■ Given instruction a ■
In the entries below, reproduce the lines from the one containing "of the sandy" to the one containing "x=779 y=851", both included, with the requests left as they are. Multiply each answer coordinate by 1.85 and round it to a whole number, with halves rounded up.
#### Supplied text
Saturday, May 28, 2016

"Flowers for Mother" a monoprint zine

I'm going backwards here a bit.

This zine was created by a student in the teen class the week leading up to Mother's Day.

It was a gift to her mother.

She created the zine itself using a folding method. Creating Nature has a great tutorial if you want to try one yourself.

For this project, I brought out some very early 1900's postcards I have collected for reference. Many of them have lovely illustrations of flowers on them which was the inspiration for her zine.

Hasn't she created a beautiful color palette too?
Using the gelatin plate, she created a series of floral monoprints for her mother.

zine cover, "Flowers for Mother", 13 year old

For this project I had her sue Golden Open Acrylics, just the primary colors along with white. The artist had to work fast but the Open Acrylics gave her a bit more time as they do not dry as quickly.

I love the title of her zine. Although I don't think she calls her mom, 'mother', it seemed appropriate given the old fashion nature of the zine. She chose to write the title in a soft graphite so it could be smudged a bit.

zine page one

It was a joy to watch her as she created this zine. As each print was pulled, she got more and more excited by the work.

zine page two

There were several, "Oh, I really like this one" as she made her prints. 

zine page three

I have to agree. It is hard to pick a favorite from the beautiful floral prints created. I truly love the soft color palette she created. LOVE!

back cover, "a book of monprints, Mother's Day 2016"

I sure hope her mother enjoyed the gift as much as her daughter did making it for her. She was just so pleased at the end when the zine was finished. 

What a lovely little gift she created to give to her mother.

Friday, May 27, 2016

Gideon Rubin inspired portraits and other gelatin prints

I have been fascinated by the work of Gideon Rubin for some time now and when the curator of Seymour Art Gallery gifted me some photographs from her family collection of people no one no longer remembers, a project was born.
########
■ Given instruction b ■
Translate this sentence from the post about the zine into Spanish: "Using the gelatin plate, she created a series of floral monoprints for her mother."
#### Source records
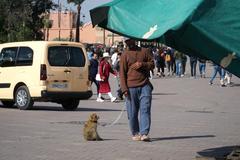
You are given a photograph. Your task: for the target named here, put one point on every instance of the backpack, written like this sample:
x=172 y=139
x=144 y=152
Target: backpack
x=168 y=57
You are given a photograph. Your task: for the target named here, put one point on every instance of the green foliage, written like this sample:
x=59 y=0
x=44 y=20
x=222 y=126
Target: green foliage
x=23 y=19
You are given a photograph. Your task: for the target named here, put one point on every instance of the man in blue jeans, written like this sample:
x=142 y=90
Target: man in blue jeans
x=135 y=66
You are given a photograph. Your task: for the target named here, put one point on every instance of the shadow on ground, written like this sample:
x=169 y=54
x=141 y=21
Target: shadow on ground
x=57 y=108
x=182 y=137
x=219 y=153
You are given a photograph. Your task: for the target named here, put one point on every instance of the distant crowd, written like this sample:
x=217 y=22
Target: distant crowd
x=168 y=62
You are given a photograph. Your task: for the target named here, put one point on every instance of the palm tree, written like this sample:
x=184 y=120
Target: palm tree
x=47 y=25
x=78 y=3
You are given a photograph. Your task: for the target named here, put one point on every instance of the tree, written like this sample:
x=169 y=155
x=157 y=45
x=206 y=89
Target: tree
x=47 y=25
x=78 y=3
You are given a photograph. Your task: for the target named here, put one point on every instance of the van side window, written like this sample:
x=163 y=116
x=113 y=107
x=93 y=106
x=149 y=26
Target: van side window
x=25 y=56
x=66 y=56
x=77 y=57
x=58 y=56
x=8 y=56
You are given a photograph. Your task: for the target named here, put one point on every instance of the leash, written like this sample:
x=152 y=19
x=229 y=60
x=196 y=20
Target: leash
x=117 y=119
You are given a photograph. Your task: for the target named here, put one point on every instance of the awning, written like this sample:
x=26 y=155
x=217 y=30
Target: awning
x=204 y=28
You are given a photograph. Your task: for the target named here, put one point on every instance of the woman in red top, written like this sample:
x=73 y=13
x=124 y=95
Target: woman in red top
x=104 y=70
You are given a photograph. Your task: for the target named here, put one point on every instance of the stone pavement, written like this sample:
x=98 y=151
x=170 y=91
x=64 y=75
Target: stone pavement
x=190 y=120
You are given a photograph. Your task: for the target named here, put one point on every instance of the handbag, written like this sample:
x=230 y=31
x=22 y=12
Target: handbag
x=98 y=77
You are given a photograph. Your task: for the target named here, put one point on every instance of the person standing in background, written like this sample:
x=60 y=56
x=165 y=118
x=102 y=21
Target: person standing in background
x=105 y=69
x=193 y=66
x=135 y=66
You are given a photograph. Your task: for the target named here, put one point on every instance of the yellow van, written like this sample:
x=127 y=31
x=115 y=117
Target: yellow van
x=43 y=71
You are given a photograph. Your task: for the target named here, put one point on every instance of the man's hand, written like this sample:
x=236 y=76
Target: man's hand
x=136 y=65
x=126 y=94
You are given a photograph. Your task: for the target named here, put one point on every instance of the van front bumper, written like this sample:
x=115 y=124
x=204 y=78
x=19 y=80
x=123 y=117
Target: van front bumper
x=66 y=95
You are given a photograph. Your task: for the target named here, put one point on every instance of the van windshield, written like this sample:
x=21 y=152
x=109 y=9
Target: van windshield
x=66 y=56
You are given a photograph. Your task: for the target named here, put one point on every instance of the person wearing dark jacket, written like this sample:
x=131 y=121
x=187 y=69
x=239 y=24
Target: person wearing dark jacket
x=135 y=66
x=93 y=70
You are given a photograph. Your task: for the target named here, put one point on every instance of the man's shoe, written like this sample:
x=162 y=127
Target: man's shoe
x=136 y=137
x=113 y=99
x=145 y=138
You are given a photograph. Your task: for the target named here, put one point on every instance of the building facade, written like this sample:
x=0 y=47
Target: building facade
x=64 y=28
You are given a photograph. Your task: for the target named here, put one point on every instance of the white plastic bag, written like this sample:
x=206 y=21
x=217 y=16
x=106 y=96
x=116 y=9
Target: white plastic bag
x=98 y=77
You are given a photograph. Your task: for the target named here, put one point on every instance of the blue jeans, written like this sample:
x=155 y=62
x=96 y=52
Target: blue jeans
x=178 y=67
x=202 y=68
x=217 y=69
x=139 y=99
x=193 y=65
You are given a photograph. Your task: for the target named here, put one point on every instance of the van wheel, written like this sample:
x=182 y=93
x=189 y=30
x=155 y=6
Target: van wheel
x=70 y=105
x=8 y=104
x=23 y=99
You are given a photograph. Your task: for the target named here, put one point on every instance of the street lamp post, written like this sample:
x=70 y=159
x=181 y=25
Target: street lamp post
x=59 y=20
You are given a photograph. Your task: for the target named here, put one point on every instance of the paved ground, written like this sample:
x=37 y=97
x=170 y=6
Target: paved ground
x=189 y=119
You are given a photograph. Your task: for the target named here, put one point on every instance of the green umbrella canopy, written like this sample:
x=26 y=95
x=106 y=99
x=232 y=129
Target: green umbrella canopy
x=204 y=28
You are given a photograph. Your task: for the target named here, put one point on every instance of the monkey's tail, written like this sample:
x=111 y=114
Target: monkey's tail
x=117 y=119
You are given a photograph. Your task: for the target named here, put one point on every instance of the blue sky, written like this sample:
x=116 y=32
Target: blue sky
x=86 y=6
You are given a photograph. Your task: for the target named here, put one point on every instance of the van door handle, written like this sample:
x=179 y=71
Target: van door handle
x=67 y=71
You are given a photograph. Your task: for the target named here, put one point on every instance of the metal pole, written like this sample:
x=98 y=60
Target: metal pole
x=59 y=20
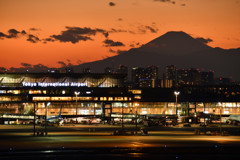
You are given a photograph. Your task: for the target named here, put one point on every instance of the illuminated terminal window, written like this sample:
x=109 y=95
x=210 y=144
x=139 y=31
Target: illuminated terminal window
x=135 y=91
x=14 y=91
x=118 y=98
x=85 y=98
x=34 y=92
x=41 y=98
x=103 y=98
x=137 y=97
x=61 y=98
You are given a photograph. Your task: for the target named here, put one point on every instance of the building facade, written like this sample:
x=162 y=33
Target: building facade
x=103 y=95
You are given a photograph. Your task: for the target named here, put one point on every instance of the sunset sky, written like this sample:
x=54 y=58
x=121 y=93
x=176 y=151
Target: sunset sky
x=54 y=32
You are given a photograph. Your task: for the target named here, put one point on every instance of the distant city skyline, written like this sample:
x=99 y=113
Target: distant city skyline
x=56 y=33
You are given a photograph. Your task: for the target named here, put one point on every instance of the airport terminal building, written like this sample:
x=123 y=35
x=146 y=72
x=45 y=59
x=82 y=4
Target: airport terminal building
x=103 y=95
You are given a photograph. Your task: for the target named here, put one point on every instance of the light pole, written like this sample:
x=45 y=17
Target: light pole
x=76 y=93
x=136 y=105
x=176 y=94
x=34 y=119
x=46 y=105
x=220 y=105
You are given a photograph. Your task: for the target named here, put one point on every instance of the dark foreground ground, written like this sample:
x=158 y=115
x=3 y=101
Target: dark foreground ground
x=76 y=142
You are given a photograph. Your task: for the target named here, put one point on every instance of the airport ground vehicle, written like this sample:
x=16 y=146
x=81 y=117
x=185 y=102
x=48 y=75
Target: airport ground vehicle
x=233 y=119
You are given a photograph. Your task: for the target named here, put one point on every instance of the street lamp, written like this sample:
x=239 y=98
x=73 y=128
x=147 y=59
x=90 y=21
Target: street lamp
x=136 y=105
x=46 y=105
x=220 y=105
x=76 y=93
x=176 y=94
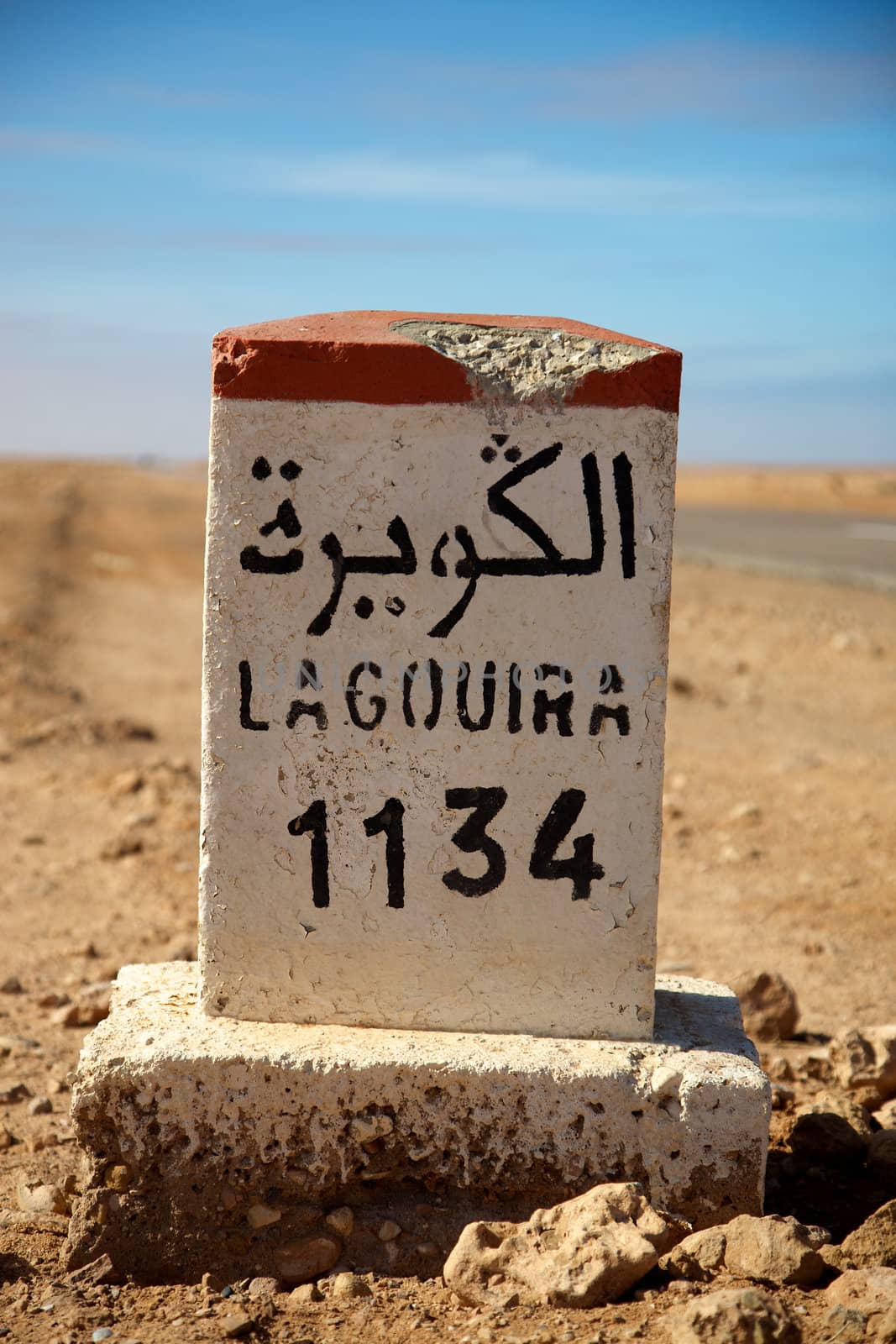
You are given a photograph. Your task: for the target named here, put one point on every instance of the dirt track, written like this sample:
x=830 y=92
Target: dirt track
x=779 y=842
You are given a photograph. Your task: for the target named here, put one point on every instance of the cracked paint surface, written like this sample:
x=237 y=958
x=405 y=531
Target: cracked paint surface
x=524 y=958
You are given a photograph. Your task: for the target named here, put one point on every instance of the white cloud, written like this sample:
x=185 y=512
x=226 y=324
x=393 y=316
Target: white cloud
x=520 y=181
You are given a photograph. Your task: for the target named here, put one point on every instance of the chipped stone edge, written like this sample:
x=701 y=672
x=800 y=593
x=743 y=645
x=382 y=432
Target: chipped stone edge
x=532 y=366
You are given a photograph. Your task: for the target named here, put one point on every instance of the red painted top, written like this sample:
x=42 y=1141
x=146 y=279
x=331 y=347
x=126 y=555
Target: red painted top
x=359 y=358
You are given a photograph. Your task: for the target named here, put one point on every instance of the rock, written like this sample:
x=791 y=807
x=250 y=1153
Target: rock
x=305 y=1294
x=886 y=1115
x=882 y=1156
x=259 y=1215
x=768 y=1005
x=869 y=1290
x=831 y=1128
x=365 y=1129
x=699 y=1257
x=884 y=1328
x=846 y=1326
x=235 y=1326
x=866 y=1061
x=262 y=1288
x=875 y=1241
x=308 y=1257
x=349 y=1285
x=342 y=1221
x=94 y=1274
x=772 y=1250
x=582 y=1253
x=732 y=1316
x=36 y=1198
x=117 y=1178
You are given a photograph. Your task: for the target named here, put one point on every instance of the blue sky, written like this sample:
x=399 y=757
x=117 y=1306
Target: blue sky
x=715 y=178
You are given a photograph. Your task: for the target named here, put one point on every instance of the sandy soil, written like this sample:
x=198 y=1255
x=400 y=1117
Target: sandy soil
x=849 y=490
x=779 y=851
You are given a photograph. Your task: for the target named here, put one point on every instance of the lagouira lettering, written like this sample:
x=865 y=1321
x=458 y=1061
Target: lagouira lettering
x=436 y=643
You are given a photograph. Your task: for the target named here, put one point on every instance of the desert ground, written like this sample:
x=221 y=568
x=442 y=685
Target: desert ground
x=778 y=855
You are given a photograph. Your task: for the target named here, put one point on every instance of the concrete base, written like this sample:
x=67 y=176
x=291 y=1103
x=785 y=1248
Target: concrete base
x=190 y=1122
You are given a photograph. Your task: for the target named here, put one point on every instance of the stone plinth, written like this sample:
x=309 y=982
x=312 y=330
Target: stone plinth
x=434 y=676
x=190 y=1121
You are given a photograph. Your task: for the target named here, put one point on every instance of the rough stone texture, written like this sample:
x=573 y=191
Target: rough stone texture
x=584 y=1253
x=369 y=358
x=196 y=1106
x=527 y=951
x=732 y=1316
x=768 y=1005
x=882 y=1156
x=772 y=1250
x=831 y=1126
x=537 y=365
x=873 y=1242
x=866 y=1062
x=869 y=1290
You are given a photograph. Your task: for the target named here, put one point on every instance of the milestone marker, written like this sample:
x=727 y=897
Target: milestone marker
x=437 y=600
x=434 y=685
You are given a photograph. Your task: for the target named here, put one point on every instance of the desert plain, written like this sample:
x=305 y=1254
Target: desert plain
x=779 y=848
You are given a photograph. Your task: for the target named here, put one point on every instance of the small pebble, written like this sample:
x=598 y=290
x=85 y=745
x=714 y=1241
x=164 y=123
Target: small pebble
x=235 y=1326
x=304 y=1294
x=259 y=1215
x=349 y=1285
x=117 y=1178
x=342 y=1221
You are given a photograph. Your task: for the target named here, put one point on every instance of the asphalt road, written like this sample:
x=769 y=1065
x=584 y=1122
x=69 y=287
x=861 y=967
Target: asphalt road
x=815 y=546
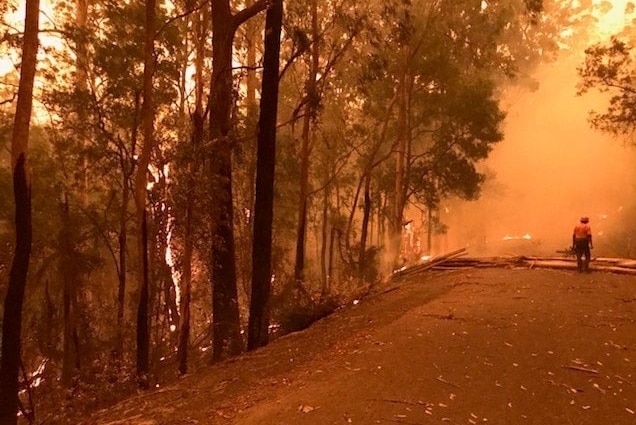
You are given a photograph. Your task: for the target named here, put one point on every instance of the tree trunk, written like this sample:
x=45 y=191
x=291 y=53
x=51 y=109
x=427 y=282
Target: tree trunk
x=123 y=241
x=306 y=147
x=143 y=319
x=258 y=328
x=70 y=277
x=324 y=240
x=365 y=227
x=200 y=19
x=12 y=317
x=226 y=336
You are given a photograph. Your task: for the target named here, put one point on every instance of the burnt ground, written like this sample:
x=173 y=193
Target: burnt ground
x=475 y=346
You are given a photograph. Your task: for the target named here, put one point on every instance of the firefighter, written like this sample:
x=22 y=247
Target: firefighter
x=582 y=243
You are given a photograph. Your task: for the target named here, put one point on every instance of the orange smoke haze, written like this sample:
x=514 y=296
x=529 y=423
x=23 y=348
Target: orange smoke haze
x=550 y=170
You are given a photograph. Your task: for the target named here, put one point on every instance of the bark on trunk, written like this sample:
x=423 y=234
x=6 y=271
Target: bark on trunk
x=12 y=317
x=143 y=319
x=258 y=327
x=365 y=227
x=306 y=148
x=197 y=137
x=226 y=339
x=70 y=277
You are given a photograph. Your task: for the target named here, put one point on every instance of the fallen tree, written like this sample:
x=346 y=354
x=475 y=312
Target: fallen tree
x=457 y=260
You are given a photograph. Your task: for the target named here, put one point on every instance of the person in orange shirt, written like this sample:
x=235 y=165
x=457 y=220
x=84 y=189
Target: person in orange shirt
x=582 y=243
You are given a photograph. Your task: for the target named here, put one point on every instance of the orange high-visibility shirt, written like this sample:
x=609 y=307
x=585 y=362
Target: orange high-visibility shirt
x=582 y=231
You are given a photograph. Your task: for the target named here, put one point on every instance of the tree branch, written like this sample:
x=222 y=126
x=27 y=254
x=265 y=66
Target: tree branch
x=243 y=15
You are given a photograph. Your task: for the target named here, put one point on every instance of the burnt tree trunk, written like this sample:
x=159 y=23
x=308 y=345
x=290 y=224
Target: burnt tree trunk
x=365 y=227
x=200 y=20
x=70 y=277
x=143 y=319
x=12 y=317
x=226 y=337
x=306 y=146
x=258 y=327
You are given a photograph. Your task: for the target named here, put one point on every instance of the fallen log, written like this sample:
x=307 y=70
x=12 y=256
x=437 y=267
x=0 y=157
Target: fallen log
x=430 y=263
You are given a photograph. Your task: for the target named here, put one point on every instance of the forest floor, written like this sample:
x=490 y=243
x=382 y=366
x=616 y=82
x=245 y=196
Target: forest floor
x=474 y=346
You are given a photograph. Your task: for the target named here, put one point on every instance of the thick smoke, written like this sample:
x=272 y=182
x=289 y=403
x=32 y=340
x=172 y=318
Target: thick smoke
x=550 y=170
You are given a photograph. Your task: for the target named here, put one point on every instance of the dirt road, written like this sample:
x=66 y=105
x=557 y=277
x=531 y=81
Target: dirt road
x=481 y=346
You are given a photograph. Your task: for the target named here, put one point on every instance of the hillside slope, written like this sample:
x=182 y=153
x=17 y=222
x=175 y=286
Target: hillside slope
x=496 y=346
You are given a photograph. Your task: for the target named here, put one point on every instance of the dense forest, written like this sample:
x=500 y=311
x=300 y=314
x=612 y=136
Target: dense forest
x=183 y=180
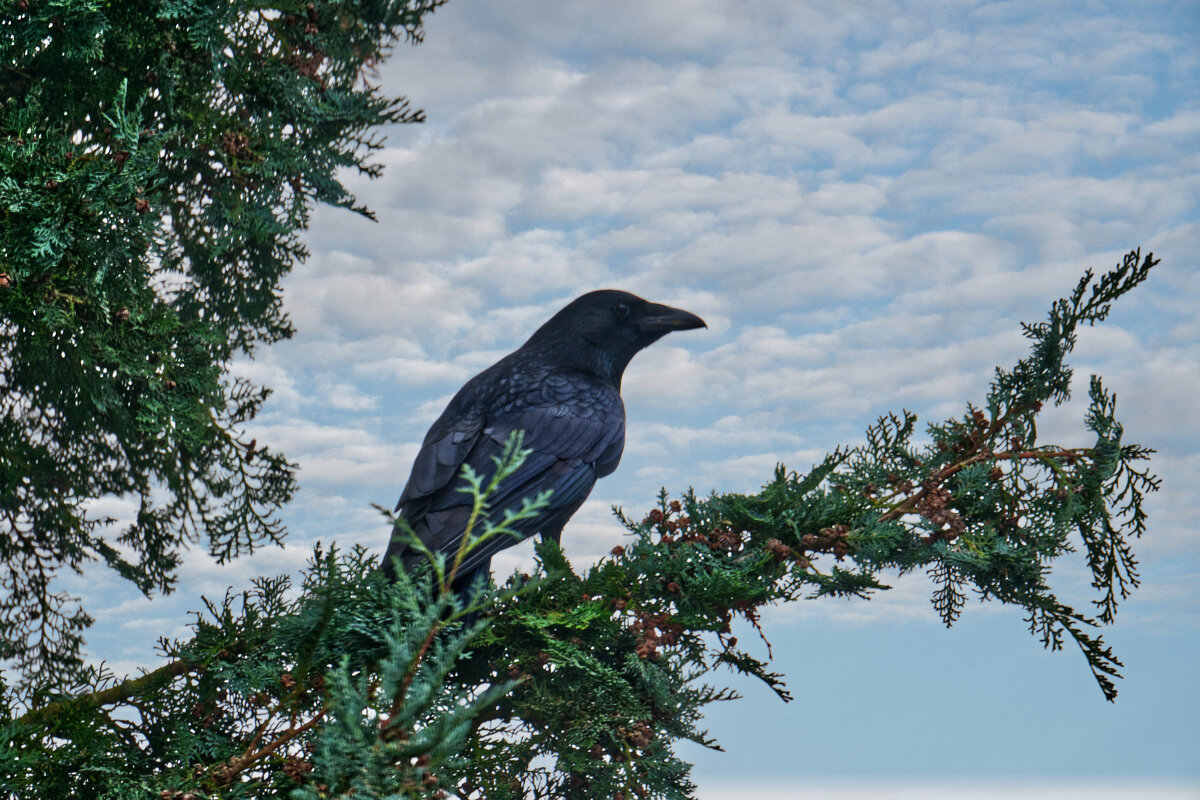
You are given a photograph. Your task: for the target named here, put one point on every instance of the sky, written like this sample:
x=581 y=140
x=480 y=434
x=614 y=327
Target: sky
x=863 y=200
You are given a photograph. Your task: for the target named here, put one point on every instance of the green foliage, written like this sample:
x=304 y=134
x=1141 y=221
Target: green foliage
x=579 y=685
x=157 y=163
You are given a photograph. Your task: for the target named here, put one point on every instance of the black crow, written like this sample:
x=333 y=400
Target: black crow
x=563 y=389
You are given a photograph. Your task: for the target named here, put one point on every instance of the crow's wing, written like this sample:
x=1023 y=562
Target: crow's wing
x=571 y=443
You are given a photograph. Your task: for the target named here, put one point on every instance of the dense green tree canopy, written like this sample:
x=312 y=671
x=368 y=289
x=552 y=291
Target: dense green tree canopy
x=157 y=163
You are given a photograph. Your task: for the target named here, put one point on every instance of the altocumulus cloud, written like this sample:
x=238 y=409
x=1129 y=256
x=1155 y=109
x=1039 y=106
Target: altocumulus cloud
x=863 y=199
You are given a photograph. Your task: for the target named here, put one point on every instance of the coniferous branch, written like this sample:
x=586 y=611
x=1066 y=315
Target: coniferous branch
x=577 y=685
x=157 y=163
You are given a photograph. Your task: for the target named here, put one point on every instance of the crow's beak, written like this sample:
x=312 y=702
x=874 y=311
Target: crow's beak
########
■ Full response a ■
You are given a photograph. Your task: for the target named here, put one point on every instance of the sandy soil, written like this sample:
x=198 y=1255
x=400 y=1117
Target: sandy soil
x=1571 y=907
x=1441 y=1574

■ Full response b ■
Usando la placa de gelatina, creó una serie de monotipos florales para su madre.